----- Estratto del documento
La Garbatella è innanzitutto il quartiere in cui ho scelto di vivere. Infatti dopo aver vissuto anche al Poggio della Montagnola, ho voluto risiedere ancora più vicino alla parte barocca e storica del quartiere, proprio perché ne ho avuto modo di apprezzare la rivalutazione post-industriale e culturale per la quale oggi possiamo trovare quotidianamente gruppi di turisti o di romani stessi, visitare, fotografare e apprendere con grande interesse la storia di questo quartiere e del rinascimento economico della capitale che iniziò poco dopo la prima guerra mondiale. Ma non solo, senza scomodare i grandi del passato che hanno risieduto o girato scene meravigliose in questo set naturale che ha da sempre fornito una coreografia d’eccezione a chi l’ha saputa scovare, oggi è divenuto anche sede di molte manifestazioni culturali tra cui il mio amato festival Diecilune, per la quinta edizione del quale ho voluto fortemente la sede istituzionale del “Millepiani coworking”.

5 : Con quali criteri scegli gli interventi mecenatici?

Nella scelta degli artisti da valorizzare, il primo criterio è sempre quello del talento. Dopodiché un mecenate deve introdurre spesso l’elemento terra nell’artista che ne è generalmente carente e quindi proprio per questo motivo il secondo criterio è quello dell’umiltà che dovrebbero avere tutte le persone, più o meno affermate che siano. Infine è molto importante entrare in risonanza o confluenza con gli artisti fino a riconoscere in loro un qualcosa che è anche in parte tuo, affinché sia motivante ad avvicinarmi come mecenate. Persone come Vittorio Beltrami e Andreas Romagnoli ad esempio, sono dei veri “top” nel valorizzare le persone e con essi condivido gli stessi valori nella galleria “Curva Pura” al gazometro. Da loro ho imparato ad esempio che comprare opere magari censurate come “Pene” di Maria Letizia Avato alias “Sambiagio” sarà senz’altro un buon investimento, oltre che valorizzante per l’artista stessa.

6 : Il tuo impegno per la valorizzazione del Cimitero Acattolico di Roma è stato ed è concreto e fattivo. Puoi parlarci delle tue recenti iniziative in tal senso? Puoi anche dirci se l’impegno a favore del Cimitero Acattolico è anche un modo, sia simbolico che concreto, per sottolineare l’importanza della libertà espressiva nell’arte e nella vita?
----------
----- Voci fornite
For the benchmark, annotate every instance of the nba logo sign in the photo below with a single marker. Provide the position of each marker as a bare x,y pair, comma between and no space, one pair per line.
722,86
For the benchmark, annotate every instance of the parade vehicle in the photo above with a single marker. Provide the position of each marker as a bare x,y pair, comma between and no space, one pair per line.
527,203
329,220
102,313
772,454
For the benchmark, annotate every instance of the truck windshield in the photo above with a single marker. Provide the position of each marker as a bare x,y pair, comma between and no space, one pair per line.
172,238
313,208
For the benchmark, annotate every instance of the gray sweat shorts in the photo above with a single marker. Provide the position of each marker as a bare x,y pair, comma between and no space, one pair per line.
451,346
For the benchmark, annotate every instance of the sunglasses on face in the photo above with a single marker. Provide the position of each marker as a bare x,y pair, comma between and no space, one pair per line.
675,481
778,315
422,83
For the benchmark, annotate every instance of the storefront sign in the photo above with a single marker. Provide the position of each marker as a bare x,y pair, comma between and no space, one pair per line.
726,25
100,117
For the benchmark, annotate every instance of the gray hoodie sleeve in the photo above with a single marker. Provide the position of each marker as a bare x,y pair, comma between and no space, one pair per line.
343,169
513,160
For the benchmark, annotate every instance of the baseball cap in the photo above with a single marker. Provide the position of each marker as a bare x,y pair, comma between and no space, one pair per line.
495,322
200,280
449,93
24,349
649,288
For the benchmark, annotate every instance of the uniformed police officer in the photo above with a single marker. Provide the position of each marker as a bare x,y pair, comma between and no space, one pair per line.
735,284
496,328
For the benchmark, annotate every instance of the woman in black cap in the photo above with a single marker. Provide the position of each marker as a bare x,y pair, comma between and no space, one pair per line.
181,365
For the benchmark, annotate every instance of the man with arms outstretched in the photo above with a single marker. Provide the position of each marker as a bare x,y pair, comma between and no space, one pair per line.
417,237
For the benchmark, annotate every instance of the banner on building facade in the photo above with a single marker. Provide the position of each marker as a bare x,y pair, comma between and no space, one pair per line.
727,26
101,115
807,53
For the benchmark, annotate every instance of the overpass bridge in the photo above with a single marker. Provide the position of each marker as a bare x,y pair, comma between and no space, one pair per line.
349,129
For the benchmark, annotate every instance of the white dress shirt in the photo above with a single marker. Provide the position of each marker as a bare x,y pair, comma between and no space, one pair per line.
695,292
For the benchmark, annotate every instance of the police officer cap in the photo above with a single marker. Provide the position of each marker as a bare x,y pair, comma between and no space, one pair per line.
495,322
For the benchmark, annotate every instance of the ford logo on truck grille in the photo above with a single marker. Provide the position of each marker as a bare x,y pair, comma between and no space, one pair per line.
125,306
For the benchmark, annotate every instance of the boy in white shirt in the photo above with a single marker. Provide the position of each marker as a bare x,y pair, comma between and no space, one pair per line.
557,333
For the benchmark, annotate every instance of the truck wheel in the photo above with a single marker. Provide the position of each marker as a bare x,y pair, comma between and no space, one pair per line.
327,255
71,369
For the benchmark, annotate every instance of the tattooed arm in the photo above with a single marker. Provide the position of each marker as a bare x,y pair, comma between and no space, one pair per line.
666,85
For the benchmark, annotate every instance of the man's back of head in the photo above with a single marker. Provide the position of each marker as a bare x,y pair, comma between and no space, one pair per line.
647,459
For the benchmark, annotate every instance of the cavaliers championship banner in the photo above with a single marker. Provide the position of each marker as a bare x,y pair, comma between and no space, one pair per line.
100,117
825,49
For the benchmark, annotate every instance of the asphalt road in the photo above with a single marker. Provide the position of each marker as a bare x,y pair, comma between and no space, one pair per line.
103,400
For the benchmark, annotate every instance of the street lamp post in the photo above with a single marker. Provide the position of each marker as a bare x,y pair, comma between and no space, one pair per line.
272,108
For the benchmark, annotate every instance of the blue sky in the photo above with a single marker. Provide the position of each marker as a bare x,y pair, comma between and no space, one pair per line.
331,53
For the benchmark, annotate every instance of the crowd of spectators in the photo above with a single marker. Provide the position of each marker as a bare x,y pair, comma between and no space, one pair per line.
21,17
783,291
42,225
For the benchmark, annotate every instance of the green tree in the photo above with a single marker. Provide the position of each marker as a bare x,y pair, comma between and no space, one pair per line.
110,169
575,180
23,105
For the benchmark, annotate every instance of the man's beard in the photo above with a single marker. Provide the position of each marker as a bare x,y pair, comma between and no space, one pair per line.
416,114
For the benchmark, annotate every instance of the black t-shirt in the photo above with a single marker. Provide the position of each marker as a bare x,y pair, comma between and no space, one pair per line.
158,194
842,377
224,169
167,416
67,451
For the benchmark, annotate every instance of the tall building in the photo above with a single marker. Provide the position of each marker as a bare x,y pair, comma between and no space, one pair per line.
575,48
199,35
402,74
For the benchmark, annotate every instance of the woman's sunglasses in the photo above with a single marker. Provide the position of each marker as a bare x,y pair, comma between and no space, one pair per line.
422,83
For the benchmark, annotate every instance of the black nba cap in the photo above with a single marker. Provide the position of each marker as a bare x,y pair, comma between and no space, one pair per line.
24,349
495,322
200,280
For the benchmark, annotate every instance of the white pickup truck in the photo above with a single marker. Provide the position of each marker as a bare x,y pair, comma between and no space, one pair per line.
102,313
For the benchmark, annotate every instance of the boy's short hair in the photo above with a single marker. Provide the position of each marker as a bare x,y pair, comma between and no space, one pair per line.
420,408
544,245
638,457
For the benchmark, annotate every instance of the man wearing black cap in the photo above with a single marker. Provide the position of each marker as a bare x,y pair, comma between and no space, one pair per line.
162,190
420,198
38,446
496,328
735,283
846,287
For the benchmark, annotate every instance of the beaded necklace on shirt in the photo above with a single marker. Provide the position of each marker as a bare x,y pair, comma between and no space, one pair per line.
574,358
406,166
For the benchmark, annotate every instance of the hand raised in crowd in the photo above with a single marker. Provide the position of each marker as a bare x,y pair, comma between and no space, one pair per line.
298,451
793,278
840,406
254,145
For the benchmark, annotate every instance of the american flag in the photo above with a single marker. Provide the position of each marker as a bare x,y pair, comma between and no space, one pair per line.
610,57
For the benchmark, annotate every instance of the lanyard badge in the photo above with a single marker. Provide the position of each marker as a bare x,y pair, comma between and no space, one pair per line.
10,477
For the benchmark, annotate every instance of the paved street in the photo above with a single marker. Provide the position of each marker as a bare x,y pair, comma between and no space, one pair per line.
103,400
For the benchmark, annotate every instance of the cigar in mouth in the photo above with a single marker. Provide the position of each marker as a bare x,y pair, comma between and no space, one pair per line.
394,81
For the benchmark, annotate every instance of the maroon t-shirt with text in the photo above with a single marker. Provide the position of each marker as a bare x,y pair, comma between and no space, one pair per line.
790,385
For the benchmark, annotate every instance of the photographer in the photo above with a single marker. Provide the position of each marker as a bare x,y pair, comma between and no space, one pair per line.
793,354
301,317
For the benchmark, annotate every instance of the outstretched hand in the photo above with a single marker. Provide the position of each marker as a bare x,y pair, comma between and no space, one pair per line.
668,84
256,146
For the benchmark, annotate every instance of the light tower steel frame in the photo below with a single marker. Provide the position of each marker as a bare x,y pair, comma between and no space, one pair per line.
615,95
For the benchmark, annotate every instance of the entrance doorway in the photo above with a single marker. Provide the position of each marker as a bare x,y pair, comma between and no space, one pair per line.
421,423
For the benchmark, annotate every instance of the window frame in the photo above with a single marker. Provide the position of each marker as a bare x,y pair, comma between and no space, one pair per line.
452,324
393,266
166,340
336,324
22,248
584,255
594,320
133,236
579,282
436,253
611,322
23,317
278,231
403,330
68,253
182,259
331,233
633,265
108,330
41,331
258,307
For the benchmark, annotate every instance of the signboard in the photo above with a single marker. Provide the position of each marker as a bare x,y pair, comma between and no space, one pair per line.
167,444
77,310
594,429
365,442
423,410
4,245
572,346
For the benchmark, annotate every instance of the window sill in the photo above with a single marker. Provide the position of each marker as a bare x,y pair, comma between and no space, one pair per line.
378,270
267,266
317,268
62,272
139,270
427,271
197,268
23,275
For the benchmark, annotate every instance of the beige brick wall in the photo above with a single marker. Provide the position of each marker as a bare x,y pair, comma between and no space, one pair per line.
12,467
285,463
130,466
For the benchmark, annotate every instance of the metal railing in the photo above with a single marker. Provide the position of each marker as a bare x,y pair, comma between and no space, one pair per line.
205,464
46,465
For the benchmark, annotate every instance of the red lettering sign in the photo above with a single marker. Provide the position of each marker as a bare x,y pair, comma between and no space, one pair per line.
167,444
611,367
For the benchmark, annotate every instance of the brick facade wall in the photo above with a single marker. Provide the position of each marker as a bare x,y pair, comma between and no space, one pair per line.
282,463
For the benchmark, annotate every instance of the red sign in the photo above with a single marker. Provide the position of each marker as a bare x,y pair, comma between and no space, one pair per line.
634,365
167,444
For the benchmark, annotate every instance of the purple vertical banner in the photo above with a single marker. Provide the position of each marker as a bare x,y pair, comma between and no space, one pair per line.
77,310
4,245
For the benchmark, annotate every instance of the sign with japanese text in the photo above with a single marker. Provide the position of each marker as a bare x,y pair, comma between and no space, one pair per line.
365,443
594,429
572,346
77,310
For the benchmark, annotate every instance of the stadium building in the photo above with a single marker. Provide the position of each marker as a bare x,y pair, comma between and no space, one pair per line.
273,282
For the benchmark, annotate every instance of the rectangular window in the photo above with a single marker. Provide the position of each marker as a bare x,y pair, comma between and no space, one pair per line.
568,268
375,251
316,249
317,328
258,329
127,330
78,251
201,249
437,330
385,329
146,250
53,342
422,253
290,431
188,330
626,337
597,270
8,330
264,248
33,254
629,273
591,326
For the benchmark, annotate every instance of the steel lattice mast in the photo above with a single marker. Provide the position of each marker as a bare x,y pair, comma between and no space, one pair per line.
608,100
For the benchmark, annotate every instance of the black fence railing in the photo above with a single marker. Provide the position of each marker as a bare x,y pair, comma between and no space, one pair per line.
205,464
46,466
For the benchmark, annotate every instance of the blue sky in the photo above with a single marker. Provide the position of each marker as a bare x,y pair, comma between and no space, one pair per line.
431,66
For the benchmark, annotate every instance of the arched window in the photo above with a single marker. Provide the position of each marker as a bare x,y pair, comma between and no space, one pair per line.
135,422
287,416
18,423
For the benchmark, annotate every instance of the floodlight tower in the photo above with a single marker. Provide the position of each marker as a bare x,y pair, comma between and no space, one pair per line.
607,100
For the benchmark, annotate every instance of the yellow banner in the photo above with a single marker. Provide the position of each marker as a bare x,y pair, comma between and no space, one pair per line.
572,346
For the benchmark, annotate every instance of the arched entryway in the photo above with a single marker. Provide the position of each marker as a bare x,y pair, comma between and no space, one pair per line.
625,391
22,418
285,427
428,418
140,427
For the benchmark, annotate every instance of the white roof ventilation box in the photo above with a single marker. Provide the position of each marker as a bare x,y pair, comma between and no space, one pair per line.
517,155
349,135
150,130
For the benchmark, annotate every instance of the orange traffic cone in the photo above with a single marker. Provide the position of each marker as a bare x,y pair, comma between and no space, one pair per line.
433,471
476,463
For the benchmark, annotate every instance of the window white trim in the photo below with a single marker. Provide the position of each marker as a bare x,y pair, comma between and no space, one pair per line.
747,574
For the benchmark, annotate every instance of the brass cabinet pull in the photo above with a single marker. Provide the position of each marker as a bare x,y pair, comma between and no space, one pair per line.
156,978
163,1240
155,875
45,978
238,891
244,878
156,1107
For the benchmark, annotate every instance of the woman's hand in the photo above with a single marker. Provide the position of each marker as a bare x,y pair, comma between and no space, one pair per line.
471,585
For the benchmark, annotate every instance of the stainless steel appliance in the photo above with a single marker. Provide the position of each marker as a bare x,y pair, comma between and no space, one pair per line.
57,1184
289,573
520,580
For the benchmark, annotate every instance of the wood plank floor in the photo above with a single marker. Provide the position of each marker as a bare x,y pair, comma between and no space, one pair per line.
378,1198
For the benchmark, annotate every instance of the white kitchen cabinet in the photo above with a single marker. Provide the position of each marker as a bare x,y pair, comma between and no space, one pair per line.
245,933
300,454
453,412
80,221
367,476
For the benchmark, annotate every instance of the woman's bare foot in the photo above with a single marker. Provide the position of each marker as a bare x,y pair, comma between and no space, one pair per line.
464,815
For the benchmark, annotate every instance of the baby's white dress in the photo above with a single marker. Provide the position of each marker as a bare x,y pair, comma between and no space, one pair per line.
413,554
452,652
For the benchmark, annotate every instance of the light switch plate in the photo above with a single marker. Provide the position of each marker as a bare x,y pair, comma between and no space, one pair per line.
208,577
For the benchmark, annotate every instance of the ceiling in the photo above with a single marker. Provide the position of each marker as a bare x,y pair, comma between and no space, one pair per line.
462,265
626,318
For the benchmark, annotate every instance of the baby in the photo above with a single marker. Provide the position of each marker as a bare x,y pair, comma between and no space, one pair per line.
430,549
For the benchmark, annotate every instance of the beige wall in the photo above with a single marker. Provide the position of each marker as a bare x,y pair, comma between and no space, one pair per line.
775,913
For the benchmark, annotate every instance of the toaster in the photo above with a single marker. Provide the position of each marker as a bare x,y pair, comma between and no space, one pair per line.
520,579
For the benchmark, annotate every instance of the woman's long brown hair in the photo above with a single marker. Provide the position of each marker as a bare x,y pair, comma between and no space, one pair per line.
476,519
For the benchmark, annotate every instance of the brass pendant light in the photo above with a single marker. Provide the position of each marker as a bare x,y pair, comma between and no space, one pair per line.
----------
▶ [Consegna dell'esercizio]:
Puoi trascrivere dall'intervista, parola per parola, tutto ciò che va da "6 : Il tuo impegno" fino a "e nella vita?"? Il materiale riportato sopra qui non ha alcun ruolo.

▶ [Risposta]:
6 : Il tuo impegno per la valorizzazione del Cimitero Acattolico di Roma è stato ed è concreto e fattivo. Puoi parlarci delle tue recenti iniziative in tal senso? Puoi anche dirci se l’impegno a favore del Cimitero Acattolico è anche un modo, sia simbolico che concreto, per sottolineare l’importanza della libertà espressiva nell’arte e nella vita?